Will you write out all the entries below exactly?

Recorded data
-----

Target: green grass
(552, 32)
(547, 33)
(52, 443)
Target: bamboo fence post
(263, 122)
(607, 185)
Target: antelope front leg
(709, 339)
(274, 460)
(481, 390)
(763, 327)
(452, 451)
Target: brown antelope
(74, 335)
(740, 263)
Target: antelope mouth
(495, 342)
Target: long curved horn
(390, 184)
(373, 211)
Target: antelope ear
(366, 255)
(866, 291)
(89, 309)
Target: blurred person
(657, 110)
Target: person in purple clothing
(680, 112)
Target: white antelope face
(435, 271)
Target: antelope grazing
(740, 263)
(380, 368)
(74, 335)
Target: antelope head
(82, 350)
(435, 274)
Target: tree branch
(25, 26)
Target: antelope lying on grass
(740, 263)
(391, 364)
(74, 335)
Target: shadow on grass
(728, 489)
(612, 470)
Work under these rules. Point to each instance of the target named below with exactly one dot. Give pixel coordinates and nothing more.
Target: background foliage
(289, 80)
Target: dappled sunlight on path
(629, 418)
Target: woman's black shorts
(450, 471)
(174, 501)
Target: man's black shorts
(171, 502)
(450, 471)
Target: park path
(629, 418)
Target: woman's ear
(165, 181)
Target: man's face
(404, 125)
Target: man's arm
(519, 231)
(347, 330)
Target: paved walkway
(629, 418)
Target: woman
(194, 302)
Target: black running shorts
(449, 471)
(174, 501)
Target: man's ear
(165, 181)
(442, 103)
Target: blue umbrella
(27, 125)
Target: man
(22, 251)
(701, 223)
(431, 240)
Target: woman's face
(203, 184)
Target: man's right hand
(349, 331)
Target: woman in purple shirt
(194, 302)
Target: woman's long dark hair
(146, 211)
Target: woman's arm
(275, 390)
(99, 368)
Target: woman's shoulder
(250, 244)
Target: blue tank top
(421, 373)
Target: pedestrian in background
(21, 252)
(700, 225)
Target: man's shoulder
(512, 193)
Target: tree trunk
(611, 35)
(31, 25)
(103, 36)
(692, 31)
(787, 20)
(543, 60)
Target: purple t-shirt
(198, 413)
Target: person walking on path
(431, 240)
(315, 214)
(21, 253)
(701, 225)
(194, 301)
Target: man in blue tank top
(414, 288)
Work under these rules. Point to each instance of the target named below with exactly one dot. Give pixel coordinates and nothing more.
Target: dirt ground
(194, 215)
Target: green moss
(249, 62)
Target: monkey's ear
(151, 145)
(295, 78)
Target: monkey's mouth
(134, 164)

-----

TASK RESULT
Target: green grass
(552, 32)
(547, 33)
(52, 443)
Target: bamboo fence post
(263, 122)
(607, 185)
Target: antelope front leg
(709, 339)
(274, 460)
(481, 390)
(763, 327)
(452, 451)
Target: brown antelope
(74, 335)
(740, 263)
Target: antelope mouth
(495, 342)
Target: long curved horn
(390, 184)
(373, 211)
Target: antelope ear
(366, 255)
(866, 291)
(89, 309)
Target: blurred person
(657, 110)
Target: person in purple clothing
(680, 112)
Target: white antelope face
(435, 271)
Target: antelope grazing
(740, 263)
(380, 368)
(74, 335)
Target: antelope head
(82, 350)
(435, 274)
Target: tree branch
(25, 26)
Target: antelope lying on grass
(740, 263)
(391, 364)
(74, 335)
Target: shadow on grass
(728, 489)
(612, 470)
Work under these rules. Point to each instance of the target named below with exactly one dot. Give pixel coordinates and nothing more.
Target: background foliage
(289, 80)
Target: dappled sunlight on path
(629, 418)
Target: woman's black shorts
(450, 471)
(174, 501)
Target: man's black shorts
(171, 502)
(450, 471)
Target: park path
(629, 418)
Target: woman's ear
(165, 181)
Target: man's face
(404, 125)
Target: man's arm
(519, 231)
(347, 330)
Target: paved walkway
(629, 418)
Target: woman
(194, 302)
Target: black running shorts
(449, 471)
(174, 501)
Target: man's ear
(165, 181)
(442, 103)
Target: blue umbrella
(27, 125)
Target: man
(22, 251)
(701, 223)
(431, 240)
Target: woman's face
(203, 184)
Target: man's right hand
(349, 331)
Target: woman in purple shirt
(194, 302)
Target: woman's long dark hair
(146, 211)
Target: woman's arm
(275, 390)
(99, 368)
Target: woman's shoulder
(250, 244)
Target: blue tank top
(421, 373)
Target: pedestrian in background
(21, 252)
(700, 225)
Target: man's shoulder
(512, 193)
Target: tree trunk
(611, 35)
(31, 25)
(103, 36)
(692, 31)
(787, 20)
(543, 60)
Target: purple t-shirt
(198, 413)
Target: person walking on path
(431, 240)
(315, 214)
(21, 253)
(701, 225)
(194, 301)
Target: man in blue tank top
(414, 288)
Work under these rules. Point to each instance of the target named below with exactly one dot. Give pixel coordinates and nothing more.
Target: dirt ground
(194, 215)
Target: green moss
(249, 62)
Target: monkey's ear
(151, 145)
(295, 78)
Target: monkey's mouth
(134, 164)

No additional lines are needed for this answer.